** Begin **

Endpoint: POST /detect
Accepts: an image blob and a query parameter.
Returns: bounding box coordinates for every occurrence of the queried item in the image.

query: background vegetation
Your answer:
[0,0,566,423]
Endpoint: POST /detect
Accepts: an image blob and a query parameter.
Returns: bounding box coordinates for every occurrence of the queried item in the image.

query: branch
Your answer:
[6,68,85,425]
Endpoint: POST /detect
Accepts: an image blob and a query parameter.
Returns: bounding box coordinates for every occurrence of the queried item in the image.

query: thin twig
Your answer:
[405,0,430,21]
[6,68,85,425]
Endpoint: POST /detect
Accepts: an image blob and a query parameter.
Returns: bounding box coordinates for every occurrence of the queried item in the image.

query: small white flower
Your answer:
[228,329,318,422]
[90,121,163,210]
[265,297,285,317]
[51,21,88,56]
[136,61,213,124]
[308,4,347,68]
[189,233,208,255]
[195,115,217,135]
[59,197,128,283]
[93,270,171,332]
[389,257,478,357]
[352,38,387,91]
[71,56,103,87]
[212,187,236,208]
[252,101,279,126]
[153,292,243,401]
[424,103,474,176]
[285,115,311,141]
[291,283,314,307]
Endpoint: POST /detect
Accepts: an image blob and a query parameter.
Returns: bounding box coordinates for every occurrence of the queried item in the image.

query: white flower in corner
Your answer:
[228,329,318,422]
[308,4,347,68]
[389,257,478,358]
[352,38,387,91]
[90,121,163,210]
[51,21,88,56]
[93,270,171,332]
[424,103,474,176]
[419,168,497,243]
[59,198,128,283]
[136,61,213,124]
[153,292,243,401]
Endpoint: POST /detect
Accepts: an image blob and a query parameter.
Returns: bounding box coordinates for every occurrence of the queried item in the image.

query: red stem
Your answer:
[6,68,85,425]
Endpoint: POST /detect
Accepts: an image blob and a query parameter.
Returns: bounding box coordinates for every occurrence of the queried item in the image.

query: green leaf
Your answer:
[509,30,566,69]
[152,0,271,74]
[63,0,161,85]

** End **

*PROBLEM TO SOLVE*. Which lines in the entries above contain the string "flower"? Filter those out and copy each one, with case counting in the match.

*EXERCISE RESPONSE*.
query: small white flower
query: white flower in corner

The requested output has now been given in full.